What you will do:
Transcribe every entry below line for line, without altering any text, and omit the pictures.

_ _ _

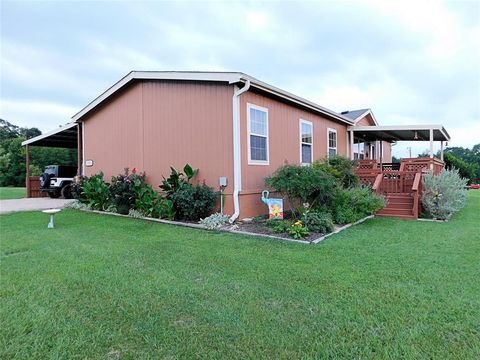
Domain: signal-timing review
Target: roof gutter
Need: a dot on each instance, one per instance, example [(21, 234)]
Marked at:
[(237, 158)]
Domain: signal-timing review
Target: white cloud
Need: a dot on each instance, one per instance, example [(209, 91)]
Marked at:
[(32, 113), (410, 61)]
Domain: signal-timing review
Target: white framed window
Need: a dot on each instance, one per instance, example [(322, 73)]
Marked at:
[(257, 124), (331, 142), (306, 141)]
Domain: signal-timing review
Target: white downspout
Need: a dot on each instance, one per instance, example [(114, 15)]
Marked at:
[(237, 155)]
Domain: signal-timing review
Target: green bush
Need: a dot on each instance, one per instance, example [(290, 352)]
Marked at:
[(96, 193), (352, 204), (316, 221), (465, 170), (443, 194), (303, 184), (151, 204), (278, 226), (297, 230), (193, 202), (122, 190), (176, 179), (341, 168), (215, 221)]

_ _ _

Reply:
Domain: signal-timing review
Target: roof gutter
Need: a dot on each instance, one per instance, example [(21, 234)]
Marked at:
[(237, 158)]
Domain: signal-timing review
Target: white cloud
Need: a dot on each instance, one per instance, example [(209, 91)]
Marked at:
[(32, 113), (410, 61)]
Domain: signal-timing review
Target: white framed window
Need: a dot on each instance, one per instance, example [(322, 73)]
Marked at:
[(257, 124), (331, 142), (306, 141)]
Domain: signal-timing review
Target: white downspout
Need: a dot on each instance, one per instance, example [(114, 15)]
Marked at:
[(237, 155)]
Domain: signal-timing review
Target: green bush
Need: a dot on each instance, one per instance, example [(290, 352)]
Marked at:
[(96, 193), (352, 204), (316, 221), (465, 170), (443, 194), (303, 184), (151, 204), (278, 226), (297, 230), (193, 202), (122, 190), (176, 179), (341, 168), (215, 221)]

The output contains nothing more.